::: RECORDS PROVIDED :::
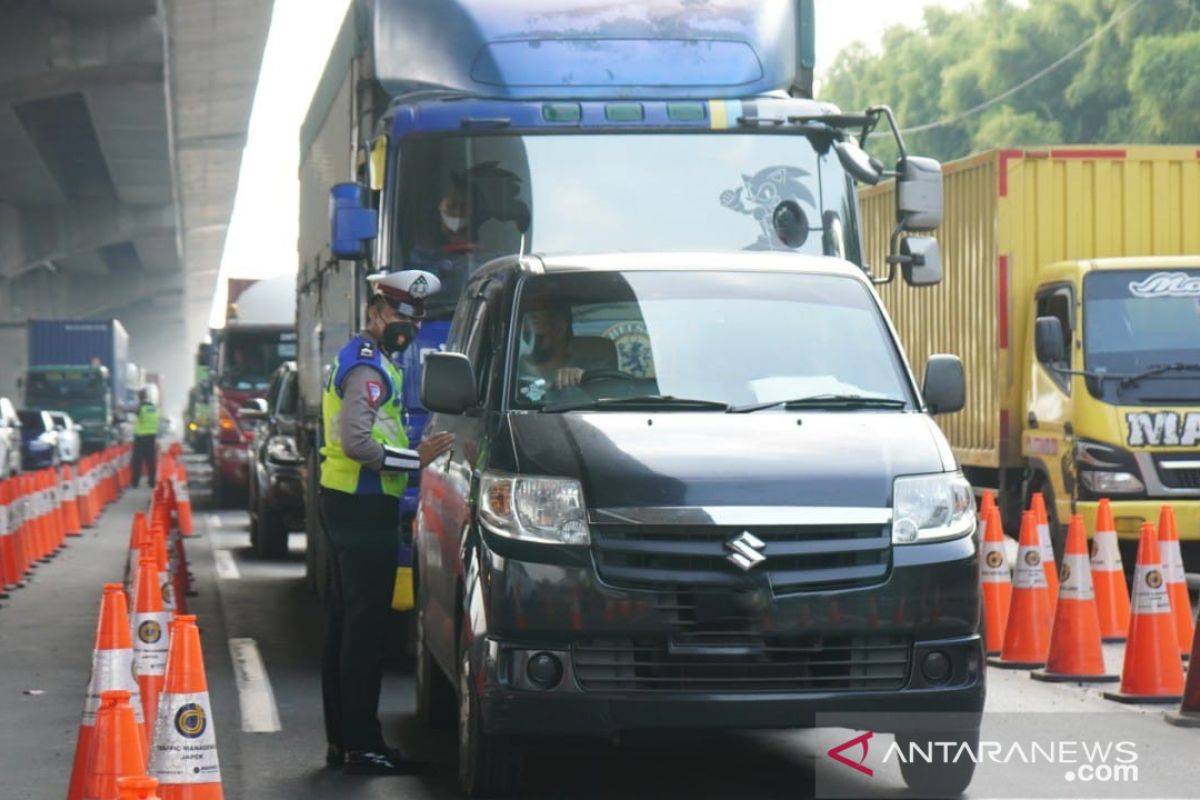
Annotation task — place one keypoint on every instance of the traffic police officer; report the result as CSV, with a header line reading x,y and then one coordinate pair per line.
x,y
145,439
365,461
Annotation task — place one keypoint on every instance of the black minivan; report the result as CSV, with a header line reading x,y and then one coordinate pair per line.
x,y
689,491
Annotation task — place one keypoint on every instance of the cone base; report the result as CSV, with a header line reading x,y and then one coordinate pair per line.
x,y
1015,665
1183,719
1122,697
1065,678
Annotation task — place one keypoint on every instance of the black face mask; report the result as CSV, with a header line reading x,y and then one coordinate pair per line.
x,y
396,337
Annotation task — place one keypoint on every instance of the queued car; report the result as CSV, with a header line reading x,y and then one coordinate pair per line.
x,y
39,440
276,486
10,439
70,439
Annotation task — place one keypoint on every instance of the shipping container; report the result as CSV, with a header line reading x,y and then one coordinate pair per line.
x,y
1018,223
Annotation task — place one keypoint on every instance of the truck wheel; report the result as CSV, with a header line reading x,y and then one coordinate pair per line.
x,y
489,765
273,534
435,692
939,777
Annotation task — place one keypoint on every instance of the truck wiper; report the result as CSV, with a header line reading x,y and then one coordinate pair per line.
x,y
648,401
1158,370
823,401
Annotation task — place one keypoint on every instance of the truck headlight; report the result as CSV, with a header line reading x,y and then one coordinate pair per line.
x,y
282,449
931,507
1110,482
546,510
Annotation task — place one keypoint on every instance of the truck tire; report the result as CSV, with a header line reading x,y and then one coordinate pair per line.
x,y
489,765
939,777
435,692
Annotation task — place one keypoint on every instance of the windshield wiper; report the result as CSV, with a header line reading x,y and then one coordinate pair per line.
x,y
823,401
1158,370
648,401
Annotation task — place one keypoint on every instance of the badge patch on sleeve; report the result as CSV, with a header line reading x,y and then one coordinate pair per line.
x,y
375,392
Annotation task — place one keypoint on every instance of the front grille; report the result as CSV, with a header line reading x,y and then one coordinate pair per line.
x,y
1179,479
798,558
743,663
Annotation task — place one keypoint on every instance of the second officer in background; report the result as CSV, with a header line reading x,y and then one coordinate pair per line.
x,y
365,462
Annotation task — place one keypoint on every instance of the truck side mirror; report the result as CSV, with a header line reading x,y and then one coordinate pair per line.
x,y
1049,341
918,193
448,383
945,386
352,221
923,260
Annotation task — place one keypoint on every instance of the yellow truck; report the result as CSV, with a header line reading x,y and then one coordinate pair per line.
x,y
1072,293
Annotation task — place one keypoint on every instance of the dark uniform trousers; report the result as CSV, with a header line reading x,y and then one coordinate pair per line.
x,y
145,457
361,533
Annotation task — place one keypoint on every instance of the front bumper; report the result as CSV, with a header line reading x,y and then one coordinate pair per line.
x,y
929,601
1129,515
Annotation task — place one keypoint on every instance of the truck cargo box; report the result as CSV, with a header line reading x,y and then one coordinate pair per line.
x,y
1008,214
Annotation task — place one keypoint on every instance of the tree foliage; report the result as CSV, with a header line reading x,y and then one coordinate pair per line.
x,y
1138,82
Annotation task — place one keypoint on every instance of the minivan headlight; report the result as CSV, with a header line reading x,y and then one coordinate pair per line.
x,y
931,507
533,509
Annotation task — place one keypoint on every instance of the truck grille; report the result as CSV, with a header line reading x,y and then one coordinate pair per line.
x,y
743,665
798,558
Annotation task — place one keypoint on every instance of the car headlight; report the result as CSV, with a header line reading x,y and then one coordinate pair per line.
x,y
931,507
1099,482
282,449
533,509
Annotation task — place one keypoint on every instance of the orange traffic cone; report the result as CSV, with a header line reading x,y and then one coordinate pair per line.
x,y
996,579
184,755
1075,653
1027,631
117,750
150,639
70,503
1176,583
138,788
1152,671
112,667
1108,577
183,500
1038,506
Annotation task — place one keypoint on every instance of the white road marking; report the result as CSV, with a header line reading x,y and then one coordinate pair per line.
x,y
227,567
255,696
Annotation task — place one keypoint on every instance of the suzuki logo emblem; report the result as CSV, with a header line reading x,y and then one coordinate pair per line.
x,y
744,551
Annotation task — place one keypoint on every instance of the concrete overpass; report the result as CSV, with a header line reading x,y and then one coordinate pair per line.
x,y
121,131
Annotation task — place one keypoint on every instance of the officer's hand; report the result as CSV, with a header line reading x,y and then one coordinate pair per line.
x,y
433,446
568,377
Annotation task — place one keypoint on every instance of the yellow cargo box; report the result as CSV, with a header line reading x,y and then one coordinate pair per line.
x,y
1011,214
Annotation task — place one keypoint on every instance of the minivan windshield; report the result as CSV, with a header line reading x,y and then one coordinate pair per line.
x,y
1144,322
701,340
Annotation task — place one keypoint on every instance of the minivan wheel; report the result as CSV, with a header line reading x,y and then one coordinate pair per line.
x,y
939,777
435,692
489,765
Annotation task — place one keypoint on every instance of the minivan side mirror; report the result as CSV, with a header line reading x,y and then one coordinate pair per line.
x,y
945,386
448,383
352,221
918,193
922,263
1049,341
252,409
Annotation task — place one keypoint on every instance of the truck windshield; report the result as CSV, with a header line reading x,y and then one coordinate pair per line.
x,y
48,389
1139,319
705,338
249,358
463,200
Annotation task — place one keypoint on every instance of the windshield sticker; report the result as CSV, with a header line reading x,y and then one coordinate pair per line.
x,y
1167,284
761,193
1163,429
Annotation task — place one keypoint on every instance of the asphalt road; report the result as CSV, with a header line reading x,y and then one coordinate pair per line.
x,y
46,632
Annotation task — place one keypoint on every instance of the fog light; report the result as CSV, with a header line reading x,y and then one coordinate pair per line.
:::
• **TASK TO CARRY OUT**
Rewrite all of the records above, changing every "keypoint" to "marker" and keeping everything else the same. Leave the pictures out.

• **RESPONSE TO THIS EXERCISE**
Annotation task — place one marker on every instance of the traffic police officer; report the result as CSV, with a header line reading x,y and then one coordinate pair per line.
x,y
145,439
365,461
Annotation task — place one marker on every instance of the black minivan; report the result as CSV, with a header line reading x,y and then one coordinate pair per line.
x,y
689,491
Annotation task — place one marker on every instance of the cone base; report the result as CSV, with a header line reading x,y and then one coordinate pair per line.
x,y
1015,665
1183,719
1122,697
1065,678
Annotation task — place one marker on every instance of the black face mask; report the result as CSV, with a header line reading x,y and then one coordinate pair per line.
x,y
396,337
Annotation task — place one marker on every instance of the queued car; report the result as CSV, with a header line reading x,y and then one coordinate pair per line.
x,y
39,440
276,486
10,439
70,439
Annotation task — place one marker on every instance of the shipping container; report the result as CSV, with a header line reading x,y and then one coordinate pair per line.
x,y
1018,223
Annotation task — place one marker on every instance of the truck wheel; report the result as CSV, with a header line reading x,y and then one coordinate pair per line.
x,y
489,765
273,534
435,692
939,777
Annotation task — place one marker on every instance of the truck wiper; report the result as CSV, with a header line reading x,y and then one coordinate pair per line.
x,y
648,401
1158,370
823,401
Annotation task — place one marker on every instance of the truck headlight; report the result as CSV, with a header line reading x,y and then one coordinate pair per line.
x,y
282,449
931,507
1110,482
546,510
Annotation task — place one marker on every instance of the truck tire; report the result as CSV, with a header line reading x,y and then one coordinate pair per line.
x,y
489,765
939,777
435,692
Annotation task — place one marker on every instance of the windshield wiper; report the result as CSV, with a header line reading x,y and then one coordinate pair per line.
x,y
823,401
1158,370
648,401
Annotation task — place one marker on every instance of the badge patch on sleeve; report the result as CSV, with a header line reading x,y and then one coordinate pair per line.
x,y
375,392
Annotation task — place one marker on every instance of the front grille; report the result as CSV, with a header line reading x,y and then one coordinate pair per line.
x,y
1179,479
798,558
743,663
Annotation task — place one marker on every instance of the second officer in background; report the result as CSV, with a header line reading x,y and then one coordinate pair per line.
x,y
365,462
Annotation task — place one marker on every instance of the truck side mirror; report the result as CSV, with a header line reading x,y and then one coordinate pair per line.
x,y
1049,341
918,193
448,383
945,386
352,221
923,260
Annotation task — place one marker on every instance of the yellow truck; report the result as CSV, with a header line reading x,y and then one coordinate pair per line.
x,y
1072,293
Annotation task — place one marker on every instance of the dark uniform trousers; report the result as CSV, with a header line reading x,y and then one coordinate pair per line.
x,y
145,457
361,533
Annotation task — place one marker on every instance of the front bumper; report the result as CSV, with a header line reading x,y and then one coordinate pair per line.
x,y
929,601
1129,515
Annotation task — place one marker on every instance of the truck cargo box; report the result as CSV, with a header line reading x,y and then one coordinate pair per line.
x,y
1008,214
Annotation task — place one marker on every instance of the tree foliage; report the result as CSV, with a header line reading x,y and then one coordinate pair per line.
x,y
1138,82
Annotation task — place one marker on every instance of the minivan headlight; report the result as CSV, with a header line reading x,y and then one coordinate pair per line.
x,y
931,507
533,509
Annotation task — place one marker on every instance of the truck grille; report the result as CSV, with a header line reading x,y and then one coordinate pair per line.
x,y
743,665
798,558
Annotation task — place one marker on every instance of the car headlight; report the result as CSV, with a header line reading x,y and then one coordinate pair per line.
x,y
931,507
1099,482
282,449
533,509
Annotation task — place one marker on every instance of the orange traffic cone; report the result as CSV, with a header line reading x,y and then one coordinate pair per line.
x,y
996,579
184,755
1075,653
1027,631
117,750
150,639
70,503
1176,583
138,788
1152,671
112,667
1108,577
183,500
1038,506
Annotation task — place one marker on every instance of the white road marking; report the result as CSV, with a header line reading x,y and then one coordinate pair per line.
x,y
227,567
255,696
Annotation task — place one marker on every instance of the suzuki logo emblem; report the result as CSV, with a header line reading x,y and then one coordinate pair per line.
x,y
744,551
Annotation task — place one marker on every instance of the concrete overpass; report the result as CSV, with a header line reading x,y and then one coordinate pair per line.
x,y
121,131
Annotation task — place one marker on every instance of the officer's hand; report the result as CSV, with a header line reading x,y and then one coordinate pair per line.
x,y
433,446
568,377
Annotation task — place one marker on every instance of the yellow cargo box; report the result as CSV, with a header line reading x,y and then one coordinate pair per line.
x,y
1011,214
Annotation task — place one marker on every instance of the minivan windshield; report the result as CSV, with a header line reading x,y and then one coordinate pair per line.
x,y
1144,322
701,340
Annotation task — place one marker on every instance of the minivan wheel; report the result as CSV, with a header line reading x,y and then one coordinate pair per line.
x,y
939,777
435,692
489,765
Annotation task — place one marker on every instance of the minivan side mirror; report the result as CSV, with a header line reading x,y and then one coordinate pair per line.
x,y
945,386
448,383
352,221
918,193
922,263
1049,341
252,409
Annotation task — place one marker on every instance of the truck windshield; report the result as CSV, with a header line reading x,y and then one coordinate pair per line.
x,y
48,389
1139,319
705,338
249,358
463,200
Annotation task — place one marker on every instance of the windshield sticker; report the result as CSV, with a header line reading x,y and then one coordinate pair per line.
x,y
1167,284
761,193
1163,429
Annotation task — place one marker on every instance of the asphalt road; report the result as CSV, with a header line reading x,y and then one coordinate pair per line.
x,y
46,632
Annotation task — place one marker on every instance of the fog light; report the result as CSV, with a header line reading x,y and then one coordinate pair per line.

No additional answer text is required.